Extracted text:
• • • • • • •

Key: bare or quoted string
Value: primitive type, 1-D array, or 2-D array. Type is determined from context according to order specified above.
Special key "Properties”: defines the columns in the subsequent lines in the frame.
- Value is a string with the format of a series of triplets, separated by “:”, each triplet having the format: “<name>:<T>:<m>”.
- The <name> (string) names the column(s), <T> is a one of “S”, “I”, “R”, “L”, and indicates the type in the column, “string”, “integer”, “real”, “logical”, respectively. <m> is an integer > 0 specifying how many consecutive columns are being referred to.
- The sum of the counts "m" must equal number of per-atom columns M (as defined in FRAME)
- If after full parsing the key “Properties” is missing, the format is retroactively assumed to be plain xyz (4 columns, Z/species x y z), the entire second line is stored as a per-config “comment” property, and columns beyond the 4th are not read.
Per-atom data lines
Each column contains a sequence of primitive types, except string, which is replaced with simple string, separated by one or more whitespace characters, ending with EOL (optional for last line). The total number of columns in each row must be equal to the M and to the sum of the counts "m" in the "Properties" value string.

• • • • • • •

[Pointing rows]
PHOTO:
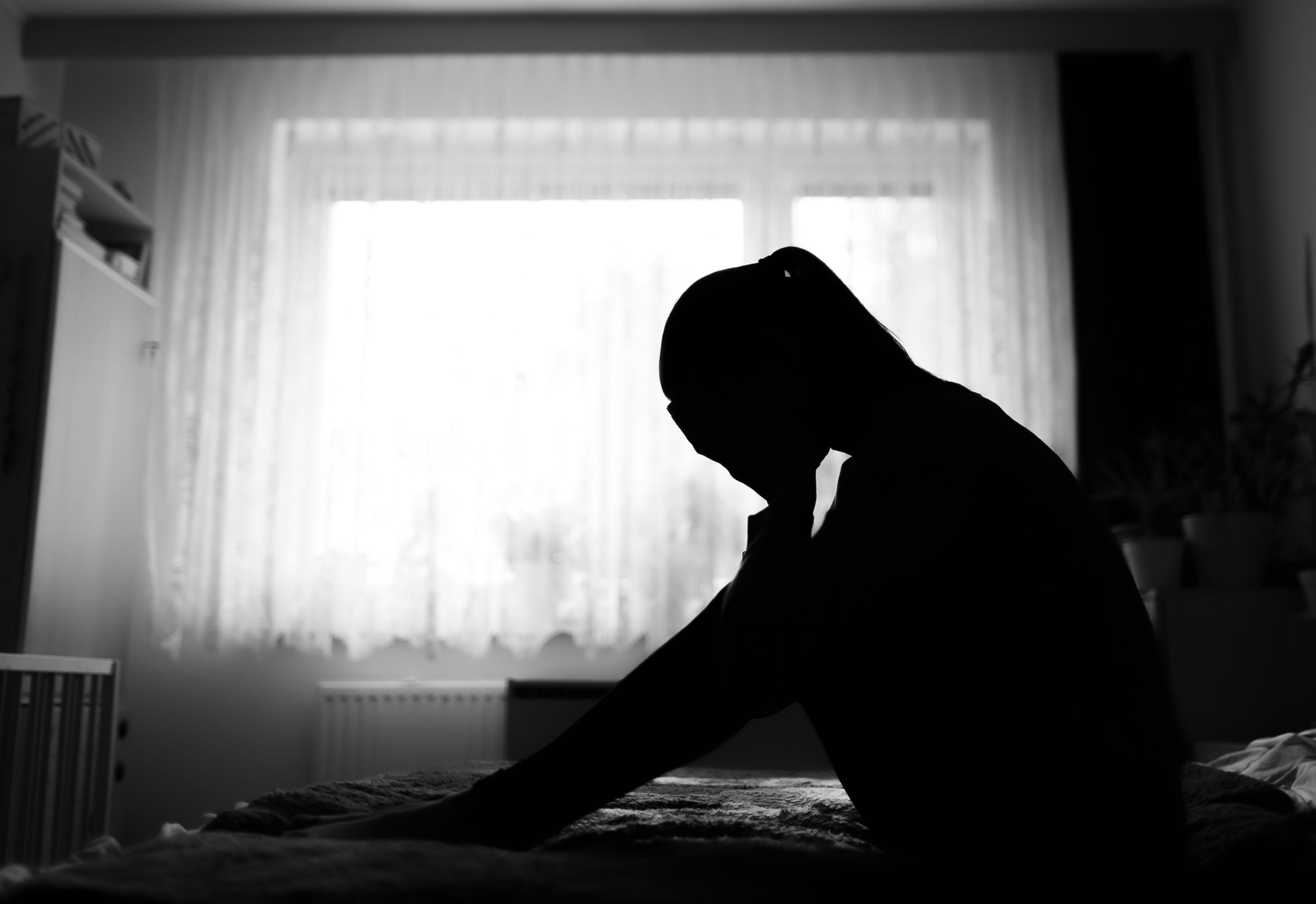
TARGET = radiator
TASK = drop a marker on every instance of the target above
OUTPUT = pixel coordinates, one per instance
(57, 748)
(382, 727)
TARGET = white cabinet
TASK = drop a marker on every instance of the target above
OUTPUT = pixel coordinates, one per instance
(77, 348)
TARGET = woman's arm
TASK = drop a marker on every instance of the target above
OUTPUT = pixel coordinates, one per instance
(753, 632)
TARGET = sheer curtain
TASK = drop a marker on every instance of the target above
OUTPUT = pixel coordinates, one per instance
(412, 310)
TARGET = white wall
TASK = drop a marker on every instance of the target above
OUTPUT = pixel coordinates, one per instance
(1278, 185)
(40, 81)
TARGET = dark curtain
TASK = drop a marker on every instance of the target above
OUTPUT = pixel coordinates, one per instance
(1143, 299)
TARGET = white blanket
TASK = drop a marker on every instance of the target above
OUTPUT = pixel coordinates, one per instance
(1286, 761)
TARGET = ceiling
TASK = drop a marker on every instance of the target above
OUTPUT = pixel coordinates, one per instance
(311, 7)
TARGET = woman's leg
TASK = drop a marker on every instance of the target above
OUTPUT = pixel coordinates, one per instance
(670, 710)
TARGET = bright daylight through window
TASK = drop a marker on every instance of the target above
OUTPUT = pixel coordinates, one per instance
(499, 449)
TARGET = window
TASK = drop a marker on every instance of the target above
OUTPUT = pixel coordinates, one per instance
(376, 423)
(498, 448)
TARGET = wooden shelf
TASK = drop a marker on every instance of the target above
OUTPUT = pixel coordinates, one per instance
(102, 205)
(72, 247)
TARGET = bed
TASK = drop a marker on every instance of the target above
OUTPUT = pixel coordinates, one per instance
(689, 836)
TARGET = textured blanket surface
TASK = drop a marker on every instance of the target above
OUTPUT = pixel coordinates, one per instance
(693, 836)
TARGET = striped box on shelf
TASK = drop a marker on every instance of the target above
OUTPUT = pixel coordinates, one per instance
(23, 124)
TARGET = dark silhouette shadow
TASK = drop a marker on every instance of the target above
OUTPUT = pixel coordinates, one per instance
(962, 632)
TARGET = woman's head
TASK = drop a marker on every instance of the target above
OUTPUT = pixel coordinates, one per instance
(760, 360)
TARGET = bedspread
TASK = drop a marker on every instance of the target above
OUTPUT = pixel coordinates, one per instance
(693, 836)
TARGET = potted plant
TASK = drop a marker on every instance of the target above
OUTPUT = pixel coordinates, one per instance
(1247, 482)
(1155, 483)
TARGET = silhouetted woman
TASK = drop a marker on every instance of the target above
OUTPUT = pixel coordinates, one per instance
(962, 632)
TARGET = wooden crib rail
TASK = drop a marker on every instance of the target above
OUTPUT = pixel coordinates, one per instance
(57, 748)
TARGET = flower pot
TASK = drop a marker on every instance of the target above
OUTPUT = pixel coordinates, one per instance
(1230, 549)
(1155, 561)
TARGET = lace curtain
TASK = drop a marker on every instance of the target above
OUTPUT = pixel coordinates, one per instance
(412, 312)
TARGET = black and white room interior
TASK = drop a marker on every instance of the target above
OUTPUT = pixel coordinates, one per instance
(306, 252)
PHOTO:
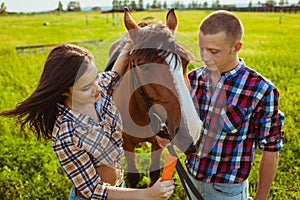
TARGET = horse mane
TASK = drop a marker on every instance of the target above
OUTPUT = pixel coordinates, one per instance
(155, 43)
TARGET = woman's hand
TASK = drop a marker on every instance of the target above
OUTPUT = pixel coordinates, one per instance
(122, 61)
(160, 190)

• • • • • • •

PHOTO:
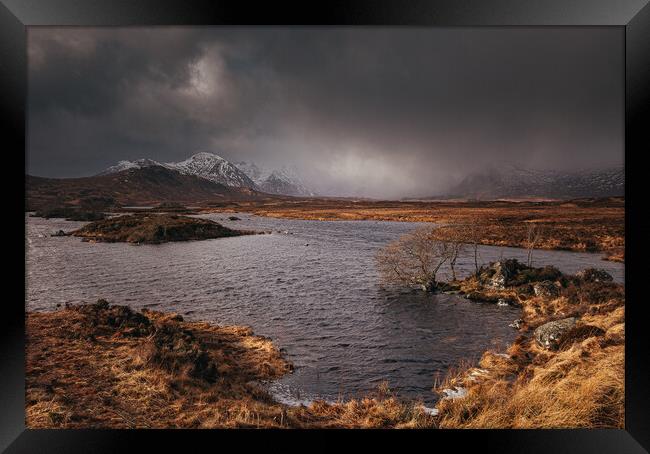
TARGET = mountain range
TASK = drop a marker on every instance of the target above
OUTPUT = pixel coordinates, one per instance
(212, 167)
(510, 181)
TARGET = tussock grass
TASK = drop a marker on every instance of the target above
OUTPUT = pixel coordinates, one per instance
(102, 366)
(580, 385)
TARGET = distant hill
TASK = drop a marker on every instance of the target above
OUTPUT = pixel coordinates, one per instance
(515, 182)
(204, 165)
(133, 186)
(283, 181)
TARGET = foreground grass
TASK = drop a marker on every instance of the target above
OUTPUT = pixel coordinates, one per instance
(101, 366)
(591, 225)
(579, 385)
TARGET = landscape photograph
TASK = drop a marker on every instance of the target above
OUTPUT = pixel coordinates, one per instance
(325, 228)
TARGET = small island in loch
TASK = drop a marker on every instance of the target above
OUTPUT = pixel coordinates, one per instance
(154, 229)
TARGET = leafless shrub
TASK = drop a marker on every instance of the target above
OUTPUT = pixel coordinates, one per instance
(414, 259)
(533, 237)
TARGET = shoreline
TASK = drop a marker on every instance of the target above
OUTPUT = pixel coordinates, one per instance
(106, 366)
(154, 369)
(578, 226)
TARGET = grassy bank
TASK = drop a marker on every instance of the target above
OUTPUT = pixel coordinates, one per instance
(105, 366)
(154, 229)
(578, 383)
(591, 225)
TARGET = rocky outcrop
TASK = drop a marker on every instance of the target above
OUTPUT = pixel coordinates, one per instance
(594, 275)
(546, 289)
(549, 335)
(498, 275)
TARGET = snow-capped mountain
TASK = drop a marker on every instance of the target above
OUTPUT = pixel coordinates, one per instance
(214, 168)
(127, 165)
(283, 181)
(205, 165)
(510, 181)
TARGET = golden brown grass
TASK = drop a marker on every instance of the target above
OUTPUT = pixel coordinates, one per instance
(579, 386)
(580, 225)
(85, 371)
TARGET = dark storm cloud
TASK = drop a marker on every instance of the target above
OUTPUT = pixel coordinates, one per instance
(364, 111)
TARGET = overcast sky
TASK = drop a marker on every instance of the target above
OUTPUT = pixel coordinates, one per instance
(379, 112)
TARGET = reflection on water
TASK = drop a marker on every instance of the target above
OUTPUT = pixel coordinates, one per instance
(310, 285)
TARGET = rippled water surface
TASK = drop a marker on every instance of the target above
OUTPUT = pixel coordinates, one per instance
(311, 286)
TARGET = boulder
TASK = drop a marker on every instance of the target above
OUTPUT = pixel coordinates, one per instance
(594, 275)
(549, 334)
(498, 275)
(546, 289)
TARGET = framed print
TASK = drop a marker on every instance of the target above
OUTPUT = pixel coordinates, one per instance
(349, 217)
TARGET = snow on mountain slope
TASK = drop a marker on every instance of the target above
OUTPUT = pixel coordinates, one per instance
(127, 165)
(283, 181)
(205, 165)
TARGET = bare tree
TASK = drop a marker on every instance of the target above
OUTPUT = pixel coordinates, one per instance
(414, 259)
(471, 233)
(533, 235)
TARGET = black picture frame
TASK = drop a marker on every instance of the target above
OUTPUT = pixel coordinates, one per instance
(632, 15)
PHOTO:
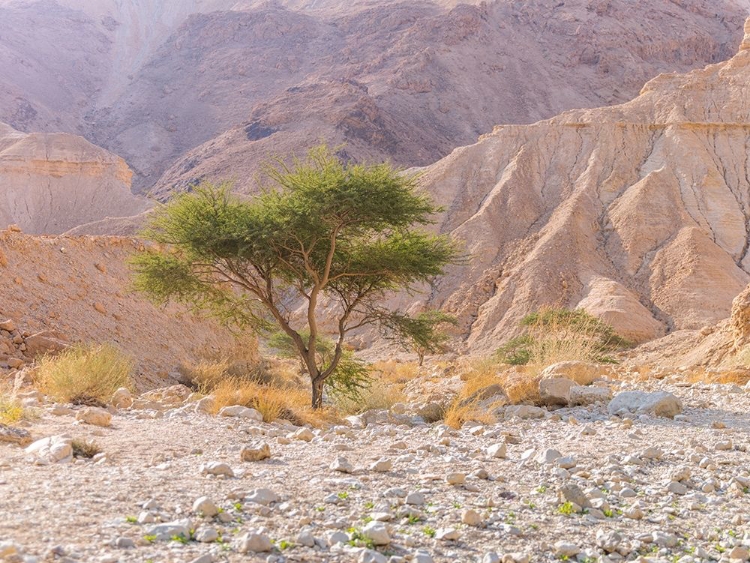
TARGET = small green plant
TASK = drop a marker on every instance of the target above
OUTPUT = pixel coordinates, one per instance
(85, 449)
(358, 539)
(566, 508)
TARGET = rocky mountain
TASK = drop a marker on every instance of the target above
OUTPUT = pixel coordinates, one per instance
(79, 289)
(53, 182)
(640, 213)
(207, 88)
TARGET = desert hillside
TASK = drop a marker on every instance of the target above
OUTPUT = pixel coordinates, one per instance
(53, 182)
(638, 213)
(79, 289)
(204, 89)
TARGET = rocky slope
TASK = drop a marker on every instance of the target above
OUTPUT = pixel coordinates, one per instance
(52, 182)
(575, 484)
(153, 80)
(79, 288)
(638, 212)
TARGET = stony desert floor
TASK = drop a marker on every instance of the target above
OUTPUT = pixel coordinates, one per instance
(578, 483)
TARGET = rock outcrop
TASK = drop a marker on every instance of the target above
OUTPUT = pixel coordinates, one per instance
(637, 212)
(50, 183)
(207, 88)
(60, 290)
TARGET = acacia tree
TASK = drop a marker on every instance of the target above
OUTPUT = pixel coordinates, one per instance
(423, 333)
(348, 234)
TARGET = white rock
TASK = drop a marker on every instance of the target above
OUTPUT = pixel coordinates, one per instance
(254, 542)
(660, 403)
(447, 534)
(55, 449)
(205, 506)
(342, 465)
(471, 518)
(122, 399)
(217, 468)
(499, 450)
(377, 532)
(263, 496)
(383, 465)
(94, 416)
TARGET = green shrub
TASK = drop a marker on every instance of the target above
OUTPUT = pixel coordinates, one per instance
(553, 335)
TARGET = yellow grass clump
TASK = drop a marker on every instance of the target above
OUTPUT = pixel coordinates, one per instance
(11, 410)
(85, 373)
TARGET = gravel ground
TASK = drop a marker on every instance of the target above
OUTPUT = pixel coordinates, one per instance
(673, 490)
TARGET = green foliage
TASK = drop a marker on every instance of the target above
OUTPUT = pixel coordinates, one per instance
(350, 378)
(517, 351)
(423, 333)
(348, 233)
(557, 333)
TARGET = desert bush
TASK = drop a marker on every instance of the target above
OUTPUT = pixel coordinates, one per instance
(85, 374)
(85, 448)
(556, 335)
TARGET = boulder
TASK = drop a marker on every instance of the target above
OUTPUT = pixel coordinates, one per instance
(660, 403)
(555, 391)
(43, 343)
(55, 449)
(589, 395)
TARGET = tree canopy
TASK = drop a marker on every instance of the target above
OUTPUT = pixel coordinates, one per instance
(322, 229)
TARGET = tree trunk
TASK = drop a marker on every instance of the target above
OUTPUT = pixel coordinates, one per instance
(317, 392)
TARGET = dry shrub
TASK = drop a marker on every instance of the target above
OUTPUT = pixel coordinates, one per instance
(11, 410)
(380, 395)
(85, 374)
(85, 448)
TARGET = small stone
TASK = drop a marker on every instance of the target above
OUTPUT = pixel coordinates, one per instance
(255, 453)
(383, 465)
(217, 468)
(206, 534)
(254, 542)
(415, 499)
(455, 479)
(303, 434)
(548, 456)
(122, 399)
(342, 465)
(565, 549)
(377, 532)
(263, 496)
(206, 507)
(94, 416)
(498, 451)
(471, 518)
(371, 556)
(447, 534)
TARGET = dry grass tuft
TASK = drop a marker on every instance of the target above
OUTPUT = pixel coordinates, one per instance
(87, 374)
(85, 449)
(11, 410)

• • • • • • •

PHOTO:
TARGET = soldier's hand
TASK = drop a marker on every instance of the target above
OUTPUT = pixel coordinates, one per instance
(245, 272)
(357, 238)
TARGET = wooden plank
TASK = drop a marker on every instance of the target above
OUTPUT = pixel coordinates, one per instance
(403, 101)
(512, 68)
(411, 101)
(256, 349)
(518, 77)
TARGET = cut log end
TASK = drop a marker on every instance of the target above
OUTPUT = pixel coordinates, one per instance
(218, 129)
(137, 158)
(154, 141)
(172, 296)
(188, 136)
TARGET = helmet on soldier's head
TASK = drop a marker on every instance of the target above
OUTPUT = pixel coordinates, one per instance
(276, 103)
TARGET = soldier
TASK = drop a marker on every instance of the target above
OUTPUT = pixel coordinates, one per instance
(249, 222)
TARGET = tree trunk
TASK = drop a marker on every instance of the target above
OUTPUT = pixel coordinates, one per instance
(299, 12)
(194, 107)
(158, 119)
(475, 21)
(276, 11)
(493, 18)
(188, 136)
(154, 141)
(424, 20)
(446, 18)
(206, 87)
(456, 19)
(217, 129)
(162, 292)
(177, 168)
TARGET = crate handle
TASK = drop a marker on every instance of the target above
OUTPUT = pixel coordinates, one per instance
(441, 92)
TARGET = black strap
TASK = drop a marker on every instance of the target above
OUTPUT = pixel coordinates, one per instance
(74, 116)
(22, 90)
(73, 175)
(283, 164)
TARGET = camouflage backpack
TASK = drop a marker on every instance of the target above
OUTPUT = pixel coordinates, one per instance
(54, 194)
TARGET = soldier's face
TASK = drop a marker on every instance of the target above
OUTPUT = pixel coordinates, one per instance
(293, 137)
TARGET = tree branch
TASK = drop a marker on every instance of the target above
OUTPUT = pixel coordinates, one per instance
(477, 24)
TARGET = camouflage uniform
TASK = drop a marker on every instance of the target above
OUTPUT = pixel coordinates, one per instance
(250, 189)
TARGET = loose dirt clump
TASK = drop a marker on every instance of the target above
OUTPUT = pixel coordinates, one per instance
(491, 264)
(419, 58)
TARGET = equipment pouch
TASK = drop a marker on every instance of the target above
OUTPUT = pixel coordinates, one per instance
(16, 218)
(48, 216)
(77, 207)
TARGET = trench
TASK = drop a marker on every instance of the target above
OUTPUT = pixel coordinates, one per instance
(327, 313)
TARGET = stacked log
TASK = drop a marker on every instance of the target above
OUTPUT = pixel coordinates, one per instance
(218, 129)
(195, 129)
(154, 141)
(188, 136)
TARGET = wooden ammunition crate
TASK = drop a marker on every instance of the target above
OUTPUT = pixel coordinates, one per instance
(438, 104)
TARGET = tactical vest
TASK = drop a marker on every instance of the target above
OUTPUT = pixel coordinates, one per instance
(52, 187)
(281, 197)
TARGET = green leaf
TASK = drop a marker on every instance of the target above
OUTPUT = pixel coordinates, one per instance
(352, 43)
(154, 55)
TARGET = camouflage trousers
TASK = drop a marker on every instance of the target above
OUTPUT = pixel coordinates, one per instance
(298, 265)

• • • • • • •

Exercise set:
1. For each statement, say whether it agrees with the file-format text. Answer yes or no and quote the deciding words.
(a) In the "Properties" value, the type code <T> can be "S", "I", "R" or "L".
(b) When the "Properties" key is missing, columns past the fourth are still read.
(c) The last per-atom data line must end with EOL.
2. Select every line of the rows that contains the string "shrub".
The text and the rows are separate material.

Answers:
1.
(a) Yes: "<T> is a one of “S”, “I”, “R”, “L”, and indicates the type in the column"
(b) No: "columns beyond the 4th are not read"
(c) No: "ending with EOL (optional for last line)"

2.
TARGET = leafless shrub
TARGET = green shrub
TARGET = dry shrub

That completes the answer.